## [TASK STATEMENT]
Reproduce, word for word, the part of the tribunal excerpt below that opens with the words "The effect of" and closes with "with the Form F8.".

## [TEXT SEGMENT]
---
The effect of these rules when read together is that although Mr Tomar was required to use Form F8 to lodge the application, as this is the form that the President had approved for the making of applications under s.365, it was sufficient if the F1—Application was substantially in compliance with the Form F8.
Sections 585 and 586 are also relevant to my consideration of this matter. They provide:
585 Applications in accordance with procedural rules
An application to the FWC must be in accordance with the procedural rules (if any) relating to applications of that kind.Note 1: Certain provisions might impose additional requirements in relation to particular kinds of applications (see for example subsection 185(2)).
Note 2: The FWC may, under section 587, dismiss an application that is not made in accordance with the procedural rules.
586 Correcting and amending applications and documents etc.
The FWC may:(a) allow a correction or amendment of any application, or other document relating to a matter before the FWC, on any terms that it considers appropriate; or
(b) waive an irregularity in the form or manner in which an application is made to the FWC.
Both the Form F1 and Form F8 make provision for the applicant to fill out their name, postal address, phone number, email address, the respondent’s name and contact details and whether the applicant has a representative. Mr Tomar completed all of these details for the Form F8. Mr Tomar completed the details for the ‘applicant’ in the Form F1 but not for the ‘respondent’. Mr Tomar recorded ‘Swissport Australia Pty Ltd’ in response to paragraph 3 of the Form F1 which is headed ‘The employer’, followed by a subheading at paragraph 3.1 which is ‘What is the industry of the employer’
The Form F8 has specific questions about the dismissal from paragraphs 1.1-1.6 which are not provided in the Form F1. These questions deal with the start date, dismissal notification date, effective dismissal date, timeframe to apply and other claims. Mr Tomar completed responses to these questions in the Form F8 but did not refer to these matters in the Form F1.
The F1—Application asks the applicant at paragraph 1.1 to set out the provision(s) of the FW Act (or any other relevant legislation) under which the application is made. At paragraph 1.1, Mr Tomar wrote:
Sect. 351 - Discrimination
Sect 114 - Entitlement to be absent from employment on public holiday.
---
## [RECORDED DATA]
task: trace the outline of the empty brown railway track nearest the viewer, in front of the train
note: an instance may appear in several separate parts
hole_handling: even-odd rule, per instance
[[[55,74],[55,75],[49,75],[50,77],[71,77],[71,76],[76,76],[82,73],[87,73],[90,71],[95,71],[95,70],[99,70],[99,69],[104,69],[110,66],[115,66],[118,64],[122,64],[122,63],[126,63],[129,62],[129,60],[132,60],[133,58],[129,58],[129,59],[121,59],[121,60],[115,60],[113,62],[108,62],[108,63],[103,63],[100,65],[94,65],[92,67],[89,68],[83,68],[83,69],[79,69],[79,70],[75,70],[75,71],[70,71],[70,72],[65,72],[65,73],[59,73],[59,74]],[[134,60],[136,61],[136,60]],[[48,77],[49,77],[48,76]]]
---
## [EXERCISE RESULT]
The effect of these rules when read together is that although Mr Tomar was required to use Form F8 to lodge the application, as this is the form that the President had approved for the making of applications under s.365, it was sufficient if the F1—Application was substantially in compliance with the Form F8.